__PROVIDED TEXT__

= = = = =

This repository contains my final project for BIOS611 - Introduction to Data Science. This analysis uses public, de-identified New York State hospital inpatient discharge data from 2022. This dataset is sourced from New York State Health Data. Shape files used for mapping were retrieved from New York State GIS Clearinghouse.
The goal of this project is to analyze patterns in hospital admissions, identify regional differences in patient outcomes, and build predictive models to understand the factors influencing mortality risk in hospitals across New York State. The analysis demonstrates key data science techniques such as data cleaning, exploratory data analysis, and statistical analysis using R. Additionally, the project showcases the use of Docker for containerization, ensuring easy setup, reproducibility, and portability of the analysis.

= = = = =

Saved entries
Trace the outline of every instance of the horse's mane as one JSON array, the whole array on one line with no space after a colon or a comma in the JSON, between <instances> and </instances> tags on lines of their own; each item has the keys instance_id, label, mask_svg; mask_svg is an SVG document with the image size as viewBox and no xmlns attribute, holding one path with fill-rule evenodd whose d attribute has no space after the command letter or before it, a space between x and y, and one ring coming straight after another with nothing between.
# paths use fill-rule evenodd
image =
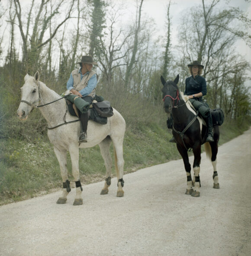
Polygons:
<instances>
[{"instance_id":1,"label":"horse's mane","mask_svg":"<svg viewBox=\"0 0 251 256\"><path fill-rule=\"evenodd\" d=\"M51 93L53 96L55 97L59 97L59 94L57 93L55 91L53 90L52 89L49 88L43 82L41 82L41 81L39 81L39 86L40 90L42 91L48 91L50 93Z\"/></svg>"}]
</instances>

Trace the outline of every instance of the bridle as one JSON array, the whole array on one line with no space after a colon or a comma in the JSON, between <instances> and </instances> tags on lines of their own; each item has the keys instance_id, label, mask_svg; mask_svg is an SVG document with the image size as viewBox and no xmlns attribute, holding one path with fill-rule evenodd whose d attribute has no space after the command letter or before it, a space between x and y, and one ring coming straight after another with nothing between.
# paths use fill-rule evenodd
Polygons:
<instances>
[{"instance_id":1,"label":"bridle","mask_svg":"<svg viewBox=\"0 0 251 256\"><path fill-rule=\"evenodd\" d=\"M173 100L173 107L179 107L179 106L177 105L178 102L179 101L180 101L180 98L179 97L179 90L177 90L176 92L177 93L177 96L176 96L176 97L175 98L172 97L171 95L169 95L169 94L167 94L167 95L165 95L165 97L163 98L163 101L165 101L165 99L167 97L169 97L171 98L171 99ZM174 106L174 101L176 100L177 100L177 102L176 104L176 105Z\"/></svg>"}]
</instances>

= = = = =

__TASKS TO COMPLETE__
a: According to the project description, what purpose does Docker serve in the project?
b: Reproduce the project description word for word from "This repository contains" to "of the analysis.".

__ANSWERS GIVEN__
a: Docker is used for containerization so that the analysis is easy to set up, reproducible, and portable.

b:
This repository contains my final project for BIOS611 - Introduction to Data Science. This analysis uses public, de-identified New York State hospital inpatient discharge data from 2022. This dataset is sourced from New York State Health Data. Shape files used for mapping were retrieved from New York State GIS Clearinghouse.
The goal of this project is to analyze patterns in hospital admissions, identify regional differences in patient outcomes, and build predictive models to understand the factors influencing mortality risk in hospitals across New York State. The analysis demonstrates key data science techniques such as data cleaning, exploratory data analysis, and statistical analysis using R. Additionally, the project showcases the use of Docker for containerization, ensuring easy setup, reproducibility, and portability of the analysis.